### RECORDS SHOWN
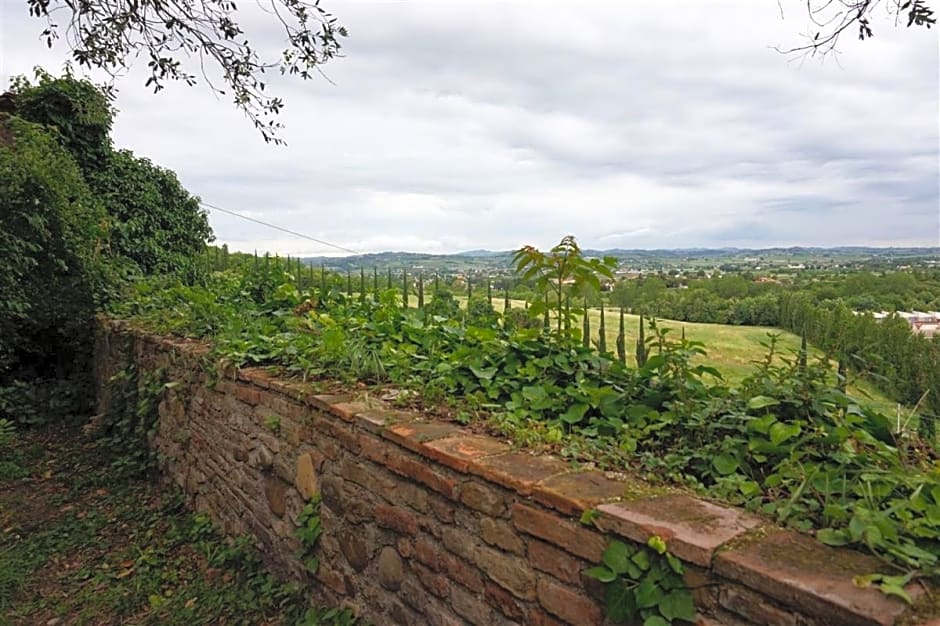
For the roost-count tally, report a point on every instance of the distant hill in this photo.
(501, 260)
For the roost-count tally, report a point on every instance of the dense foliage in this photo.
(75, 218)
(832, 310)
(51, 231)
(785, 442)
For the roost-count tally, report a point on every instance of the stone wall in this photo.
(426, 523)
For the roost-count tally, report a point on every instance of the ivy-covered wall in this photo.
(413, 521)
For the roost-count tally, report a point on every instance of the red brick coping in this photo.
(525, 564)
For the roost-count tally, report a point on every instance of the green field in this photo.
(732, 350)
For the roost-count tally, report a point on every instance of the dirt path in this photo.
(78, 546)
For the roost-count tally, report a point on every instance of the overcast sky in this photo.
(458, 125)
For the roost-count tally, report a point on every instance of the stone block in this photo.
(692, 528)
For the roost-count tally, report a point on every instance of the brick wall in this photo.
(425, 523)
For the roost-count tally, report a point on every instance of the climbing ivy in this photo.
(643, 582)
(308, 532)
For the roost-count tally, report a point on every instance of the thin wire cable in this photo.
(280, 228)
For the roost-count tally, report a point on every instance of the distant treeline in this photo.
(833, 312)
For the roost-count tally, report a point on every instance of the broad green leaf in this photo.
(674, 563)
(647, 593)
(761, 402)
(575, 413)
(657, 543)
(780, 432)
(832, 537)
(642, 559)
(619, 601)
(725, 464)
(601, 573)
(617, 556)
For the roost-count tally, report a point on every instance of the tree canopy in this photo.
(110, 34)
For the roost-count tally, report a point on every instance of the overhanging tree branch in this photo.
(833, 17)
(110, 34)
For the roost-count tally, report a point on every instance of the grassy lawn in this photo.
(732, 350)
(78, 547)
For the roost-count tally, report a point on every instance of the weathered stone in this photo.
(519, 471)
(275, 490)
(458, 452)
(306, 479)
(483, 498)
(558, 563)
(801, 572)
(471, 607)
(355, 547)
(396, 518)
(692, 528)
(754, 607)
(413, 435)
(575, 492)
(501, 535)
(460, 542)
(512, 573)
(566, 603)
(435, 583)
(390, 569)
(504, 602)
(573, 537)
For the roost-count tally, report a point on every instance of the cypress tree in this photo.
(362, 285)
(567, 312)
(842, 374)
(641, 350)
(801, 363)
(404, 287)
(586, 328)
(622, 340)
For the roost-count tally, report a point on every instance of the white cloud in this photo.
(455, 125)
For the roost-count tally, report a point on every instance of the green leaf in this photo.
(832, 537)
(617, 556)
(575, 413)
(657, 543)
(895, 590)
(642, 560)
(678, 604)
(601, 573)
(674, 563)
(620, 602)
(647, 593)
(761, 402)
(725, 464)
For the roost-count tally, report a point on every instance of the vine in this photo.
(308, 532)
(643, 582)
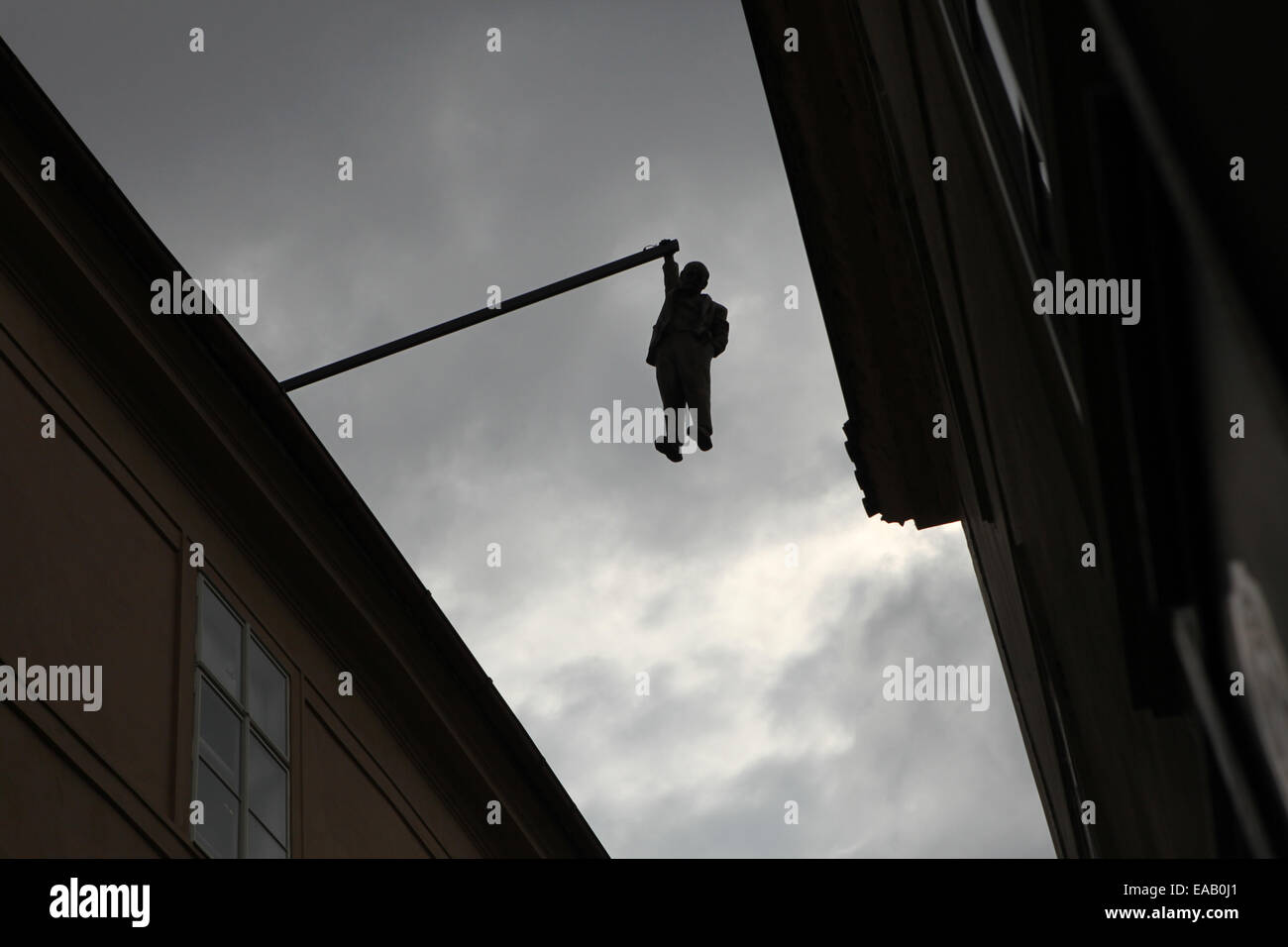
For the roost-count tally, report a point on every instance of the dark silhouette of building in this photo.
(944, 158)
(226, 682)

...

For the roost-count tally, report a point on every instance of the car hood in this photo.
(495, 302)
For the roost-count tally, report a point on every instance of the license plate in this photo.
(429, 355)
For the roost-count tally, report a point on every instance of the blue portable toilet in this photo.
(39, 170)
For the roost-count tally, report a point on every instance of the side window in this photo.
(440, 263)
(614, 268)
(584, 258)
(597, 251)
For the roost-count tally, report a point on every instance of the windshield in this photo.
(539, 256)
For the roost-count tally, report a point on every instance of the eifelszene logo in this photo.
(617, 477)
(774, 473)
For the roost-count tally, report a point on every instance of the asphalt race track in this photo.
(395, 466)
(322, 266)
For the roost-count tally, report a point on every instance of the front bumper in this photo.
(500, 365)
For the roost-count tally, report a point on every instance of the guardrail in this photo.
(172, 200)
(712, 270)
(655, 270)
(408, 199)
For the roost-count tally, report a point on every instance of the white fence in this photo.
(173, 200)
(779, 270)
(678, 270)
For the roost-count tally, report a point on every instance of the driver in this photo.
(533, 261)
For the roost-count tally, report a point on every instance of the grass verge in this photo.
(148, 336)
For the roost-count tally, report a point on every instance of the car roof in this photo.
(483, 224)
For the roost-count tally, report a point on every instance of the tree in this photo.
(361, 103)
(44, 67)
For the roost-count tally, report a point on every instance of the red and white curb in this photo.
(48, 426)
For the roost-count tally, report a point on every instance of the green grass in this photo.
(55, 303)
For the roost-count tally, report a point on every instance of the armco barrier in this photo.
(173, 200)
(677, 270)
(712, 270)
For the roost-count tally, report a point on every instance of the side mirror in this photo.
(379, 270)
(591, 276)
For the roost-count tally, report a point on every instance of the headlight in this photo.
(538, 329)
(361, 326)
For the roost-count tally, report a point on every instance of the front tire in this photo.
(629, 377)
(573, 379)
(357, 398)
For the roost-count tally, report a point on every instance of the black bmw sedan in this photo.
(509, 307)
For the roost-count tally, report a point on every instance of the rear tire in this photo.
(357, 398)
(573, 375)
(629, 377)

---

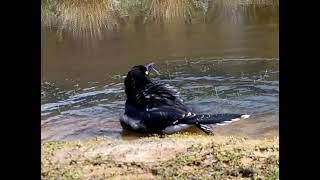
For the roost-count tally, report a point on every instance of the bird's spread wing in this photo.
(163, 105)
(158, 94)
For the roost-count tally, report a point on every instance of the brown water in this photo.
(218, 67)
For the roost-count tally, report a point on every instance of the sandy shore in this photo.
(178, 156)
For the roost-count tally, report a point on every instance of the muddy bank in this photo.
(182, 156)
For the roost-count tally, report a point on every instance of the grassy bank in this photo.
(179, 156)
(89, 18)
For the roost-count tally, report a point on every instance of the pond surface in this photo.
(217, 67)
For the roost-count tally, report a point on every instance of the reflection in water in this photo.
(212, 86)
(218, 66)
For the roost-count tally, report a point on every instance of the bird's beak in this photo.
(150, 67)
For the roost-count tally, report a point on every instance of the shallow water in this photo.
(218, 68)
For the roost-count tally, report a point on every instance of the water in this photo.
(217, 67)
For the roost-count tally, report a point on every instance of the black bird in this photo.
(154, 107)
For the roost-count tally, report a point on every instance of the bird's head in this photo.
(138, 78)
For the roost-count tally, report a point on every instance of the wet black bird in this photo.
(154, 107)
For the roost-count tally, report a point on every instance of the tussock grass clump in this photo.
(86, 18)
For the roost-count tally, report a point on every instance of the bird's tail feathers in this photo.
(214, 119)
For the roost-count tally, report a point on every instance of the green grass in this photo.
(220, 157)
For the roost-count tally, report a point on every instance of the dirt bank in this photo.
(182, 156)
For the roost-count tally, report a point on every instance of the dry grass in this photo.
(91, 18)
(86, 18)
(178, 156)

### GIVEN INSTRUCTION
How many lines in the entries above contain the word "bank"? Case counts. Reply with the number alone.

### WRITTEN RESPONSE
3